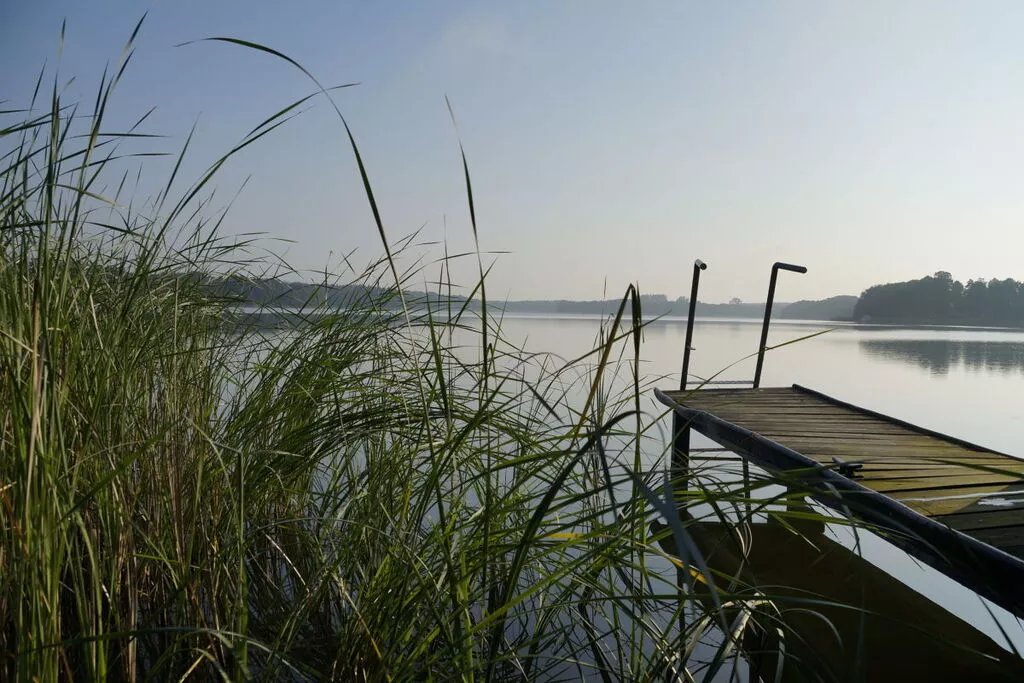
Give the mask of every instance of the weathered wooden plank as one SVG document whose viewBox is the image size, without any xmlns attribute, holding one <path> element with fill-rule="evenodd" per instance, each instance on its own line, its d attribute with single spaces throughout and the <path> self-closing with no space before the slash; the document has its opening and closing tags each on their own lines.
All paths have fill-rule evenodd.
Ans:
<svg viewBox="0 0 1024 683">
<path fill-rule="evenodd" d="M 1020 509 L 991 508 L 974 510 L 973 512 L 954 512 L 936 517 L 950 528 L 970 533 L 973 529 L 994 528 L 998 526 L 1024 526 L 1024 514 Z"/>
<path fill-rule="evenodd" d="M 1024 485 L 1021 484 L 993 484 L 955 492 L 896 493 L 892 498 L 928 517 L 1010 508 L 1024 513 Z"/>
<path fill-rule="evenodd" d="M 908 477 L 903 479 L 874 479 L 869 476 L 858 478 L 858 482 L 873 488 L 881 494 L 895 497 L 913 492 L 949 492 L 955 495 L 966 488 L 976 486 L 1010 486 L 1020 483 L 1018 478 L 999 476 L 997 474 L 965 474 L 956 477 Z"/>
<path fill-rule="evenodd" d="M 970 536 L 996 548 L 1024 546 L 1024 526 L 1001 526 L 971 531 Z"/>
</svg>

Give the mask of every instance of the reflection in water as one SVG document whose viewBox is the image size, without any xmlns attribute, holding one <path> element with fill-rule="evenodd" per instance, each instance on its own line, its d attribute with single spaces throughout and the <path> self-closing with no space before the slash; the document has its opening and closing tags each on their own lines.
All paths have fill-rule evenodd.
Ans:
<svg viewBox="0 0 1024 683">
<path fill-rule="evenodd" d="M 1024 374 L 1024 344 L 1019 342 L 963 341 L 950 339 L 862 339 L 860 350 L 868 356 L 912 362 L 933 375 L 950 369 Z"/>
</svg>

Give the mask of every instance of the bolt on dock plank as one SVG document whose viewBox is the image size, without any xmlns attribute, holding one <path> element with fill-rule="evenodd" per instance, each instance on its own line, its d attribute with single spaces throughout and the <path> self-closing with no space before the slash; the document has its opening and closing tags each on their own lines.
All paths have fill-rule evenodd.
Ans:
<svg viewBox="0 0 1024 683">
<path fill-rule="evenodd" d="M 684 429 L 1024 616 L 1024 461 L 799 385 L 655 395 Z"/>
</svg>

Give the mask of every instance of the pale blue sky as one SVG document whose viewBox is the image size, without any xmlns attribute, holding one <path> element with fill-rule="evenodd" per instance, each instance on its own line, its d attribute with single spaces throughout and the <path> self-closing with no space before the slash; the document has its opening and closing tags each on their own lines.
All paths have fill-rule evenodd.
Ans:
<svg viewBox="0 0 1024 683">
<path fill-rule="evenodd" d="M 510 252 L 494 296 L 675 297 L 698 257 L 711 301 L 763 299 L 774 260 L 810 270 L 787 300 L 938 269 L 1024 280 L 1024 3 L 0 0 L 2 97 L 54 63 L 63 17 L 61 74 L 91 95 L 146 9 L 118 120 L 156 105 L 161 148 L 198 120 L 198 172 L 310 85 L 267 55 L 174 45 L 264 43 L 360 83 L 337 99 L 390 234 L 424 225 L 459 251 L 449 95 L 481 246 Z M 326 103 L 237 159 L 225 199 L 247 174 L 230 229 L 295 240 L 301 268 L 380 253 Z"/>
</svg>

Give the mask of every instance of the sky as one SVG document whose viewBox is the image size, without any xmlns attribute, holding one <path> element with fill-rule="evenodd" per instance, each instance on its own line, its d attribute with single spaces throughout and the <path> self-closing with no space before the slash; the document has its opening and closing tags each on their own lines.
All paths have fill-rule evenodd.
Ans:
<svg viewBox="0 0 1024 683">
<path fill-rule="evenodd" d="M 147 12 L 112 126 L 196 177 L 314 86 L 335 91 L 392 242 L 436 280 L 472 249 L 460 139 L 494 298 L 859 294 L 936 270 L 1024 280 L 1024 3 L 0 0 L 0 99 L 43 65 L 88 101 Z M 58 56 L 61 22 L 67 35 Z M 453 125 L 445 104 L 452 103 Z M 224 229 L 300 270 L 382 253 L 323 97 L 218 175 Z M 146 182 L 169 172 L 146 162 Z M 153 186 L 156 186 L 154 184 Z M 459 282 L 472 284 L 462 259 Z"/>
</svg>

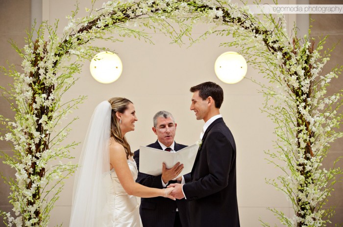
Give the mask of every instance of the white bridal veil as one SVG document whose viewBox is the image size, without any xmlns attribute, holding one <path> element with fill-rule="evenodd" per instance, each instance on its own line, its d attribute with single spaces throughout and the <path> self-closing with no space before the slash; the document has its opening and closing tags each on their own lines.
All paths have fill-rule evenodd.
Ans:
<svg viewBox="0 0 343 227">
<path fill-rule="evenodd" d="M 70 227 L 100 226 L 110 175 L 111 104 L 96 107 L 89 123 L 75 175 Z"/>
</svg>

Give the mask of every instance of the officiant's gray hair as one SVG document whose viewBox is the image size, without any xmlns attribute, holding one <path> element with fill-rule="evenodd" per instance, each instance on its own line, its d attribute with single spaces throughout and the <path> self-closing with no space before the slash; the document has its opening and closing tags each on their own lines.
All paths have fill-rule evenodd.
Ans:
<svg viewBox="0 0 343 227">
<path fill-rule="evenodd" d="M 173 122 L 174 124 L 175 124 L 175 120 L 174 120 L 174 117 L 172 116 L 171 113 L 165 110 L 161 110 L 160 111 L 158 111 L 158 112 L 157 112 L 156 114 L 155 114 L 155 116 L 154 116 L 153 118 L 152 119 L 152 121 L 154 124 L 154 127 L 156 127 L 157 125 L 158 118 L 172 118 L 172 122 Z"/>
</svg>

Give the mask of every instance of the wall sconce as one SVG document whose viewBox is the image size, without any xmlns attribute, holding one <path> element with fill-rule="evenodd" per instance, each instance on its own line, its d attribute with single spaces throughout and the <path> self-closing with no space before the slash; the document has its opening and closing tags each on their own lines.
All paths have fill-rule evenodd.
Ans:
<svg viewBox="0 0 343 227">
<path fill-rule="evenodd" d="M 236 83 L 245 76 L 247 66 L 243 56 L 229 51 L 221 54 L 216 60 L 215 72 L 220 81 L 226 83 Z"/>
<path fill-rule="evenodd" d="M 119 78 L 122 71 L 122 64 L 116 54 L 103 51 L 97 54 L 92 59 L 90 69 L 97 81 L 109 83 Z"/>
</svg>

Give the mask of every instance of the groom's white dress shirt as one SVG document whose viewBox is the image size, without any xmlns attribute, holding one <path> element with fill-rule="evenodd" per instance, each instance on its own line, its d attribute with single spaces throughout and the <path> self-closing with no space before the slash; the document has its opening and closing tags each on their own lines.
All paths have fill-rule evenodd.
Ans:
<svg viewBox="0 0 343 227">
<path fill-rule="evenodd" d="M 220 118 L 221 117 L 222 117 L 221 114 L 218 114 L 218 115 L 215 115 L 213 117 L 212 117 L 212 118 L 210 118 L 207 122 L 206 122 L 205 123 L 205 124 L 204 124 L 203 127 L 202 127 L 202 131 L 200 134 L 200 139 L 201 140 L 202 140 L 202 137 L 204 136 L 204 133 L 205 133 L 205 132 L 206 132 L 206 130 L 207 129 L 207 128 L 208 127 L 208 126 L 210 126 L 211 125 L 211 124 L 213 123 L 213 122 L 216 121 L 218 118 Z M 183 178 L 182 178 L 182 180 L 183 181 Z M 162 181 L 162 182 L 163 181 Z M 184 196 L 185 196 L 185 199 L 187 199 L 187 198 L 186 198 L 186 195 L 185 195 L 185 193 L 183 192 L 183 185 L 184 185 L 184 183 L 181 182 L 181 184 L 182 184 L 182 187 L 181 187 L 181 189 L 182 189 L 182 193 L 183 193 Z"/>
</svg>

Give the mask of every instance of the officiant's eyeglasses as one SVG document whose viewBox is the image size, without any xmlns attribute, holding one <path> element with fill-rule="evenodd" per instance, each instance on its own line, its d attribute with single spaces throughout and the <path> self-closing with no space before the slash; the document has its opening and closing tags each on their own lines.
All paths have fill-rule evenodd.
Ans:
<svg viewBox="0 0 343 227">
<path fill-rule="evenodd" d="M 172 126 L 163 126 L 161 127 L 158 127 L 155 126 L 156 129 L 160 131 L 161 132 L 166 132 L 167 130 L 169 129 L 170 131 L 172 131 L 175 129 L 175 125 Z"/>
</svg>

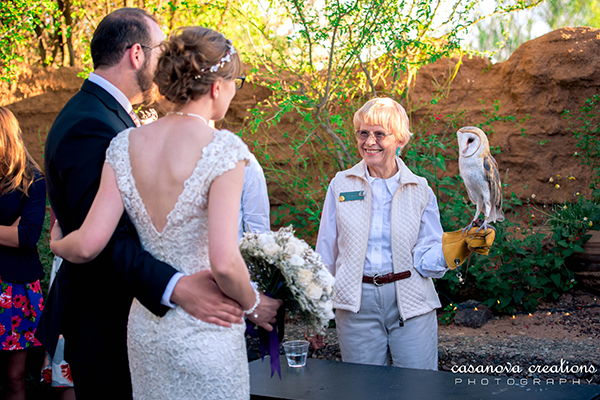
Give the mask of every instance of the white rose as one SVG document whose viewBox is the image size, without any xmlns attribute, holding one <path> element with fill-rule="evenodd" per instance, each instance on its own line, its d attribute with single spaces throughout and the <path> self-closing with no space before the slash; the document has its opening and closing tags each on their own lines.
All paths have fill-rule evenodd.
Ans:
<svg viewBox="0 0 600 400">
<path fill-rule="evenodd" d="M 298 279 L 300 280 L 300 283 L 302 285 L 308 286 L 309 283 L 311 283 L 312 279 L 313 279 L 312 271 L 307 270 L 307 269 L 301 269 L 298 272 Z"/>
<path fill-rule="evenodd" d="M 269 243 L 275 243 L 275 238 L 271 232 L 265 232 L 258 235 L 258 245 L 264 247 Z"/>
<path fill-rule="evenodd" d="M 335 315 L 333 314 L 333 302 L 331 300 L 320 301 L 319 307 L 321 307 L 323 310 L 323 315 L 325 315 L 325 318 L 335 318 Z"/>
<path fill-rule="evenodd" d="M 281 246 L 279 246 L 277 243 L 275 243 L 274 241 L 272 243 L 266 243 L 263 246 L 263 251 L 265 252 L 266 255 L 268 256 L 274 256 L 275 254 L 277 254 L 279 251 L 281 251 Z"/>
<path fill-rule="evenodd" d="M 311 284 L 308 285 L 308 289 L 306 289 L 306 294 L 313 300 L 319 300 L 323 295 L 323 289 L 321 286 L 311 282 Z"/>
<path fill-rule="evenodd" d="M 279 246 L 278 246 L 279 247 Z M 290 257 L 290 264 L 294 267 L 301 267 L 304 265 L 304 259 L 297 254 L 294 254 Z M 312 275 L 312 273 L 311 273 Z"/>
<path fill-rule="evenodd" d="M 306 249 L 308 249 L 308 245 L 306 243 L 304 243 L 302 240 L 297 239 L 295 237 L 290 238 L 290 240 L 288 240 L 287 244 L 285 245 L 285 251 L 286 251 L 286 253 L 288 253 L 290 255 L 293 255 L 293 254 L 300 255 Z"/>
</svg>

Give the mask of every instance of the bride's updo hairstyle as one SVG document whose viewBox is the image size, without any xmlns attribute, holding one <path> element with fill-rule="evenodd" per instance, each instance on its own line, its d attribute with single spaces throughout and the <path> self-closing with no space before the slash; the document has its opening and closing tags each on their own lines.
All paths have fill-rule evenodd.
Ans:
<svg viewBox="0 0 600 400">
<path fill-rule="evenodd" d="M 212 29 L 190 26 L 177 29 L 163 44 L 154 82 L 175 104 L 185 104 L 208 93 L 221 78 L 238 77 L 242 63 L 231 41 Z"/>
</svg>

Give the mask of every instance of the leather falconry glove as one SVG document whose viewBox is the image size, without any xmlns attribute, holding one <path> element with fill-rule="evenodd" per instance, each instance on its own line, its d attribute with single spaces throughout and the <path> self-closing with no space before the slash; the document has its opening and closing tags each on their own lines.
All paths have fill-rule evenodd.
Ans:
<svg viewBox="0 0 600 400">
<path fill-rule="evenodd" d="M 456 260 L 458 265 L 462 265 L 471 252 L 488 255 L 496 238 L 496 231 L 488 228 L 477 232 L 477 229 L 473 227 L 466 234 L 462 230 L 444 232 L 442 251 L 448 268 L 456 269 Z"/>
</svg>

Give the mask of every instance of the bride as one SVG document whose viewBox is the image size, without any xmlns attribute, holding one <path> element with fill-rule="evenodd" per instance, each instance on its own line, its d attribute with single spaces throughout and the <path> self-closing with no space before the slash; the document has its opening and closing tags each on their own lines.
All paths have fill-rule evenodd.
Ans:
<svg viewBox="0 0 600 400">
<path fill-rule="evenodd" d="M 253 313 L 260 295 L 237 245 L 250 153 L 237 136 L 207 124 L 227 112 L 243 83 L 240 71 L 231 41 L 220 33 L 188 27 L 172 35 L 154 81 L 176 111 L 112 140 L 85 222 L 62 239 L 55 226 L 52 251 L 72 262 L 93 259 L 125 208 L 144 249 L 186 275 L 210 268 L 223 293 Z M 181 307 L 158 318 L 134 301 L 127 337 L 134 399 L 247 399 L 241 322 L 224 328 Z"/>
</svg>

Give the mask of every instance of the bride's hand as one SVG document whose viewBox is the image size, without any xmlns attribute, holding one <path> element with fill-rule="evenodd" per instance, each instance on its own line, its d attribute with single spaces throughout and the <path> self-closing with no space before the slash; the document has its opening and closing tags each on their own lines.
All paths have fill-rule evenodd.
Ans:
<svg viewBox="0 0 600 400">
<path fill-rule="evenodd" d="M 63 238 L 62 229 L 60 228 L 60 224 L 58 220 L 54 222 L 54 226 L 52 227 L 52 231 L 50 231 L 50 240 L 60 240 Z"/>
<path fill-rule="evenodd" d="M 277 309 L 283 304 L 282 300 L 275 300 L 260 292 L 260 303 L 252 314 L 248 314 L 246 318 L 261 328 L 271 332 L 276 322 Z"/>
</svg>

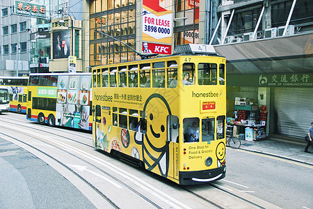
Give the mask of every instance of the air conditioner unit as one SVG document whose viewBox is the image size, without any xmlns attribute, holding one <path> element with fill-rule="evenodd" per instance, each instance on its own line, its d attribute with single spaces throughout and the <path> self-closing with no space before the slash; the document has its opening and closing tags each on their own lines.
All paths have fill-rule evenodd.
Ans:
<svg viewBox="0 0 313 209">
<path fill-rule="evenodd" d="M 243 40 L 243 39 L 242 39 L 242 38 L 236 38 L 235 39 L 234 39 L 232 40 L 232 42 L 241 42 Z"/>
<path fill-rule="evenodd" d="M 225 43 L 230 43 L 232 42 L 232 40 L 234 39 L 234 36 L 226 36 L 226 38 L 225 39 Z"/>
<path fill-rule="evenodd" d="M 253 33 L 243 33 L 243 41 L 252 40 L 253 40 Z"/>
<path fill-rule="evenodd" d="M 277 28 L 266 29 L 264 30 L 264 38 L 274 38 L 277 36 Z"/>
<path fill-rule="evenodd" d="M 282 33 L 284 33 L 284 30 L 285 26 L 279 26 L 278 27 L 278 36 L 282 36 Z M 294 35 L 294 25 L 289 25 L 287 26 L 287 30 L 286 31 L 286 36 L 290 36 L 290 35 Z"/>
</svg>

» STATED TASK: Convert the entries between the lines holding "Give the mask of every instance of the white rose" and "335 315 L 333", inclusive, into a two-column CSV with the header instruction,output. Give one row per entry, with its text under instruction and its answer under output, each in a single quoted field with line breaks replaced by spaces.

» EXERCISE RESPONSE:
instruction,output
"Give the mask of every instance of the white rose as one SVG document whose viewBox is the image size, without any xmlns attribute, holding one <path> element with fill-rule=""evenodd"" per instance, each instance on its own line, its d attribute with single spaces throughout and the <path> self-closing with no space before the slash; the document has its opening and closing tags each on their own lines. All paths have fill-rule evenodd. Ans:","<svg viewBox=""0 0 600 400""> <path fill-rule=""evenodd"" d=""M 298 279 L 300 280 L 300 283 L 302 285 L 308 286 L 309 283 L 311 283 L 312 279 L 313 279 L 312 271 L 307 270 L 307 269 L 301 269 L 298 272 Z""/> <path fill-rule=""evenodd"" d=""M 269 243 L 275 243 L 275 238 L 271 232 L 265 232 L 258 235 L 258 245 L 264 247 Z""/> <path fill-rule=""evenodd"" d=""M 335 315 L 333 314 L 333 302 L 331 300 L 320 301 L 319 307 L 321 307 L 323 310 L 323 315 L 325 315 L 325 318 L 335 318 Z""/>"